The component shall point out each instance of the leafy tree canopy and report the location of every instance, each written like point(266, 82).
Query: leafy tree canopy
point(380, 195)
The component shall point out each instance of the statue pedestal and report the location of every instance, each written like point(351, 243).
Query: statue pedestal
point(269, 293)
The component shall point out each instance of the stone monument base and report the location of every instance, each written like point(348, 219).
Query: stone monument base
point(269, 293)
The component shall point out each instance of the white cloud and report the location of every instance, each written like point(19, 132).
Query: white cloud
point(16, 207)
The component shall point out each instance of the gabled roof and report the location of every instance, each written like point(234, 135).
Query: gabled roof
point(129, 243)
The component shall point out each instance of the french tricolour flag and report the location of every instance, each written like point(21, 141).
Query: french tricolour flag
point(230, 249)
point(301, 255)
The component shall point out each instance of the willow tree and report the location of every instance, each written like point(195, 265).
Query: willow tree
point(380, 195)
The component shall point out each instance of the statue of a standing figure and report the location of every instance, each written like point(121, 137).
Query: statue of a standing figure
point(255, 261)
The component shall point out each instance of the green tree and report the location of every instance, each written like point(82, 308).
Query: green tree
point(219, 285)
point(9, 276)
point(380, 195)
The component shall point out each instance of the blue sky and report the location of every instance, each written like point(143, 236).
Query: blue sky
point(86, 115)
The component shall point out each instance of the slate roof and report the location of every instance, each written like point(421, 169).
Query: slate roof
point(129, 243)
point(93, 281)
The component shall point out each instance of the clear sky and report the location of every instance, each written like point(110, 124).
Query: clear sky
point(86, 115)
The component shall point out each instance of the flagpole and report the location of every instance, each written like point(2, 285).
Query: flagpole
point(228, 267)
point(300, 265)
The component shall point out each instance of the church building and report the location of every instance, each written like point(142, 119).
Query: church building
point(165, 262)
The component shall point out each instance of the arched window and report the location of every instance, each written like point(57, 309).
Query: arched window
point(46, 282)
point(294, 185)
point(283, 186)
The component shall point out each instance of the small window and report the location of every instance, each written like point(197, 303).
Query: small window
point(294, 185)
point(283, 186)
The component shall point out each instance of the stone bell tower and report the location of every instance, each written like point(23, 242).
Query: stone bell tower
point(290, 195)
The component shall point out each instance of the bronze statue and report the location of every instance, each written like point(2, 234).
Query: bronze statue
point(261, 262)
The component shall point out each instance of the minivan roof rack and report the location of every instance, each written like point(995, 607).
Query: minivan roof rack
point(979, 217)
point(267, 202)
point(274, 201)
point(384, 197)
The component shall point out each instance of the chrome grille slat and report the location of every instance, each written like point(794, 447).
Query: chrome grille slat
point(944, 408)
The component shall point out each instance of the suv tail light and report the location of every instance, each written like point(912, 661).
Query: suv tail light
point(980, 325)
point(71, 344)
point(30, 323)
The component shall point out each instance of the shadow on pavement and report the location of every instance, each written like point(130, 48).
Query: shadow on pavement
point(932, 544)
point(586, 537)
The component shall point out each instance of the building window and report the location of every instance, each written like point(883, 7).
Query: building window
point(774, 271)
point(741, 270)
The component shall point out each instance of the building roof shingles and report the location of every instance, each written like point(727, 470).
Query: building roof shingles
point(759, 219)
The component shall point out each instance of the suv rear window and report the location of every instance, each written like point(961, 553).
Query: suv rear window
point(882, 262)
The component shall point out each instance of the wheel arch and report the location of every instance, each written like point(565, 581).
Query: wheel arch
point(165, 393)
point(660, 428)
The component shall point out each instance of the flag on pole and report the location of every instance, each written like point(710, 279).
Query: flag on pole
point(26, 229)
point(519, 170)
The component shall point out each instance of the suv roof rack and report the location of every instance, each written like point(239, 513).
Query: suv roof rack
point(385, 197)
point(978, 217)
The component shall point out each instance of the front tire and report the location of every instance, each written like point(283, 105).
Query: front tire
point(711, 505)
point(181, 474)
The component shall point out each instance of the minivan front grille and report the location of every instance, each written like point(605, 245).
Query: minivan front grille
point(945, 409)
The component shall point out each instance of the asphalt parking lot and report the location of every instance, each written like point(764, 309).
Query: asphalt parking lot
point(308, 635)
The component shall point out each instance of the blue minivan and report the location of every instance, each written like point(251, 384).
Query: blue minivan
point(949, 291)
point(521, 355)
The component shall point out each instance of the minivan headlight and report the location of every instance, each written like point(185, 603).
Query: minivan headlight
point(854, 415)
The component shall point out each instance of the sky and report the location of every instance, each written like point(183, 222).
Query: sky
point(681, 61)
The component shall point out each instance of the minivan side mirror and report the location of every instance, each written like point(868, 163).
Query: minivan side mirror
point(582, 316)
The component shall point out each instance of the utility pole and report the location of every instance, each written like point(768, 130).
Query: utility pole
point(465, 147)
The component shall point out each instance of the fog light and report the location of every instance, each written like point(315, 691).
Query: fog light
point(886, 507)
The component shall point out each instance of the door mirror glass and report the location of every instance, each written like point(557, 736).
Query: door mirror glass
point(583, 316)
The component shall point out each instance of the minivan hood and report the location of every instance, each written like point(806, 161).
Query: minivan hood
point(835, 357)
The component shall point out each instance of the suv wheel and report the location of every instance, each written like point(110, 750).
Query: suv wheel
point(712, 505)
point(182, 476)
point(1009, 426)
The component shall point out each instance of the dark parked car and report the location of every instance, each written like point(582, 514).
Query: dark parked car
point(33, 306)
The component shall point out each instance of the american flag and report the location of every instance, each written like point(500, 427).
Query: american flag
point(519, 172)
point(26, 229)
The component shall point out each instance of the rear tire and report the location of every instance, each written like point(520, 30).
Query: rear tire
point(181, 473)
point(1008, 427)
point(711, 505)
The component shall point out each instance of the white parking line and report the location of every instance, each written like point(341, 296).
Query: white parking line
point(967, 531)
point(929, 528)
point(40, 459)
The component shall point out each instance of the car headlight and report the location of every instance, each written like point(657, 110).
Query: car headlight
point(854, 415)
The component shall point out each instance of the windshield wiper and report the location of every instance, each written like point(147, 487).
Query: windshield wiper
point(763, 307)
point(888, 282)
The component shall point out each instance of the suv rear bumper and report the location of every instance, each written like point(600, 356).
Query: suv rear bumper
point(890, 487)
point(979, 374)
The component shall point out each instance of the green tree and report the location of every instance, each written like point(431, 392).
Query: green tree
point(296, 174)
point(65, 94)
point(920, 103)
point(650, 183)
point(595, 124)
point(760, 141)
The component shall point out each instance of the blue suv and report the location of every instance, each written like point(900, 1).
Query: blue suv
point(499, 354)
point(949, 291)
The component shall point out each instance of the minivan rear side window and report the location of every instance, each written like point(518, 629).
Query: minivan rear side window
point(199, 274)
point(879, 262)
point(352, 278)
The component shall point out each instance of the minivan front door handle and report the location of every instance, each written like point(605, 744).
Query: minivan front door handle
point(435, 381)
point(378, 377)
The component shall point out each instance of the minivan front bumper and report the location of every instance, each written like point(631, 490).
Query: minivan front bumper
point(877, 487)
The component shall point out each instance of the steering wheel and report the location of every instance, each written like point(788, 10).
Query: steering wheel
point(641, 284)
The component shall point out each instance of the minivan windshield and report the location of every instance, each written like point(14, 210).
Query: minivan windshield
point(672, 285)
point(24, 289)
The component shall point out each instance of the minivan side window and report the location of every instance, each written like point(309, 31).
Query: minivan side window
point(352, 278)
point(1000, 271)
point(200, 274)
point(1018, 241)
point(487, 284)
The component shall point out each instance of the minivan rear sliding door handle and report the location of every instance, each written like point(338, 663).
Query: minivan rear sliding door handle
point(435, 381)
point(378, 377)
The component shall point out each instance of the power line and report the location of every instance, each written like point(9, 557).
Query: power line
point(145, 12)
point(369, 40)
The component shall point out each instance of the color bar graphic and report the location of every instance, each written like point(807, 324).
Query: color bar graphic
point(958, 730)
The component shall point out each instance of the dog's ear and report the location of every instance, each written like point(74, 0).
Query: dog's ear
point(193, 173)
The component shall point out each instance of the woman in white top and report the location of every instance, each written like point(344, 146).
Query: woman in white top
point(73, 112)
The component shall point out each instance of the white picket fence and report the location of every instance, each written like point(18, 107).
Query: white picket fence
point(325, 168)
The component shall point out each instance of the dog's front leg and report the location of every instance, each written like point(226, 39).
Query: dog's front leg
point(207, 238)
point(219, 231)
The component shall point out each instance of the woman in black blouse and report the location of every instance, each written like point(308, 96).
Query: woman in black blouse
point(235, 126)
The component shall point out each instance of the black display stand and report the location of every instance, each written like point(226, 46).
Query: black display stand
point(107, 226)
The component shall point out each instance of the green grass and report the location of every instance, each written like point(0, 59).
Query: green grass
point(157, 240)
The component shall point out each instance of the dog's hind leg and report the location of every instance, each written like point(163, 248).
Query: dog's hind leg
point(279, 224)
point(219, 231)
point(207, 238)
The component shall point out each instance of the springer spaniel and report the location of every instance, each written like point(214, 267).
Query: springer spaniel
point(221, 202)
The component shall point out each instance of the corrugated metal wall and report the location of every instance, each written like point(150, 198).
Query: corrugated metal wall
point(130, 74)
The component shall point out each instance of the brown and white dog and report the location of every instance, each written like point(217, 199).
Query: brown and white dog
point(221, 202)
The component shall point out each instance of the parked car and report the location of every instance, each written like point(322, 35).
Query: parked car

********************

* _EXERCISE PROMPT_
Give back exactly the lines from the one containing "The component shall point out each instance of the dog's hind" to the end of the material, both ends included.

* _COMPLETE OUTPUT_
The component shall point out each instance of the dog's hind leg and report the location of every instance, each written like point(163, 248).
Query: dog's hind leg
point(279, 224)
point(219, 231)
point(207, 238)
The component shall point out each instance of the springer spaniel and report the location of every instance, each written like point(214, 267).
Query: springer spaniel
point(221, 202)
The component shall point out each instance of the corrugated metal wall and report the location of every instance, each written like point(150, 198).
Query: corrugated metal wall
point(130, 74)
The component shall point out each instance of the brown and white dog and report the location of every instance, each written like point(217, 199).
Query: brown and white dog
point(221, 202)
The component shall point out each instance of the parked car and report the location of every instance, each written like point(322, 35).
Query: parked car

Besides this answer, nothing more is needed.